* _TASK STATEMENT_
Could you rewrite the material from the line containing "of the parking" through the end, requests included, adding -86 to every coordinate in the answer points? Keep the sample coordinates inside the requests unchanged.

* _DATASET RECORDS_
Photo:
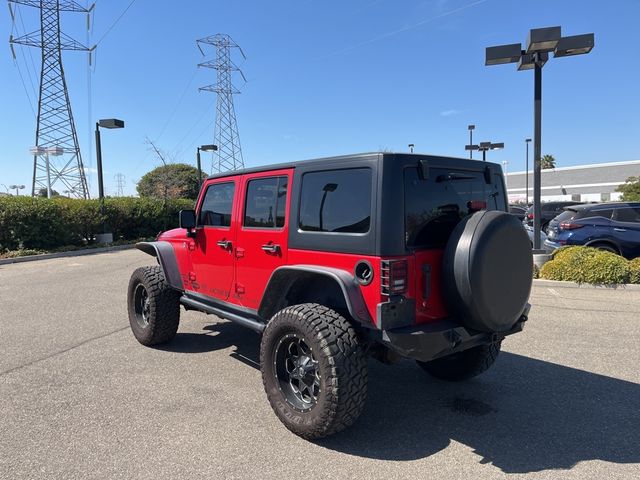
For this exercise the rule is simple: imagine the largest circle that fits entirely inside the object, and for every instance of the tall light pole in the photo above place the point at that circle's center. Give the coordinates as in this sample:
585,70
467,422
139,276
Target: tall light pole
526,174
105,123
540,42
204,148
483,147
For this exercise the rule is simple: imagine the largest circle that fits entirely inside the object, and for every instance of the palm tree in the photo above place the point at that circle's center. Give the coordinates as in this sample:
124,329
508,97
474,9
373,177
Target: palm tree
547,161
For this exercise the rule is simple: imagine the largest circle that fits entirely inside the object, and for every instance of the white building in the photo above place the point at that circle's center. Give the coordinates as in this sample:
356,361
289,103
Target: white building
582,183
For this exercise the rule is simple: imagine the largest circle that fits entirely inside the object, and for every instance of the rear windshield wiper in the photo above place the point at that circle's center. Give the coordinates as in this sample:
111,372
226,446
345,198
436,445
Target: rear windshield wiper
453,176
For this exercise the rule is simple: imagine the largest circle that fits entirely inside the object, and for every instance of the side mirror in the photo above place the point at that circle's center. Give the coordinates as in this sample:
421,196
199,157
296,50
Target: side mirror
187,219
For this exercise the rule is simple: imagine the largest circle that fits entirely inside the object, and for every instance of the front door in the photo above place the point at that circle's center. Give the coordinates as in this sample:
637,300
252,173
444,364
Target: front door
212,256
262,233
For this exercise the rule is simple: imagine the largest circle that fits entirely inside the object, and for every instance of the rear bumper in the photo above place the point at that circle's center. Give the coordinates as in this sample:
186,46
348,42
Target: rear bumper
441,338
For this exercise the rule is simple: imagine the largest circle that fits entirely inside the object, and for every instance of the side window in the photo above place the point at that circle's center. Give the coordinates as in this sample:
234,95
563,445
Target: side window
266,203
217,205
336,201
628,214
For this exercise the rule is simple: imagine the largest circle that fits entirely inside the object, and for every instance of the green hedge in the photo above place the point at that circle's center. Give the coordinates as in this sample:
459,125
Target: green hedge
634,270
589,265
42,223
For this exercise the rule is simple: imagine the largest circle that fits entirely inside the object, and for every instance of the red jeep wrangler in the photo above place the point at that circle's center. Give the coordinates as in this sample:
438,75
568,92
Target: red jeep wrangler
332,260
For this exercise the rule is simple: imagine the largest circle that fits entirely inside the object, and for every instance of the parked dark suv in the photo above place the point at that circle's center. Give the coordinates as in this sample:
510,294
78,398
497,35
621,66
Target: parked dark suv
333,260
609,226
549,211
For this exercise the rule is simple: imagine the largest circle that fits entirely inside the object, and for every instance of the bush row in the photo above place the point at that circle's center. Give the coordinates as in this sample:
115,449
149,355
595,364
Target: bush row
590,265
42,223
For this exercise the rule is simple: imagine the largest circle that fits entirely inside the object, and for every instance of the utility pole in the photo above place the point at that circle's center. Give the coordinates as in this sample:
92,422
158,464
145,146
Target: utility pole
120,181
225,136
55,126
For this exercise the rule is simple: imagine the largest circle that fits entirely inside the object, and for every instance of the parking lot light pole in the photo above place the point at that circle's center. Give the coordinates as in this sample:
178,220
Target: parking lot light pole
526,173
204,148
540,42
483,147
105,123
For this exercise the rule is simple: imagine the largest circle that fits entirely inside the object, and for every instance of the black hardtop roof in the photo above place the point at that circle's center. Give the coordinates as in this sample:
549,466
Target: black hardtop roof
455,162
603,205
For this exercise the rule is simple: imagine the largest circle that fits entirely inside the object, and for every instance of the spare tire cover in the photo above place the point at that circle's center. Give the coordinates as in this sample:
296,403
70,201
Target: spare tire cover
488,271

* _CORRECT OUTPUT_
For this exercise the rule is simple: imagine the largest circle that fits entirely inside the object, and for every instance of the parking lot light pole in the photo above place the point at that circle's center. Give the coordinates as in this sample:
178,220
Target: parking lot light pole
440,87
118,62
454,-44
397,61
19,37
For this exercise the rule is simple: imagine the largest circle that fits entirely inside the object, and for every instance of the black hardtop roof in the photo above place the point at that circle's center. Give the coordinates as in this sample:
549,466
Target: black hardtop roof
369,76
517,119
For this exercise the rule is simple: imagine the largest circle that fits entirely inside the object, and for every instance of the spare tire cover in the photo above place the point at that circle's center. Give the coordinates as in this sample:
296,403
70,201
Target: spare tire cover
402,185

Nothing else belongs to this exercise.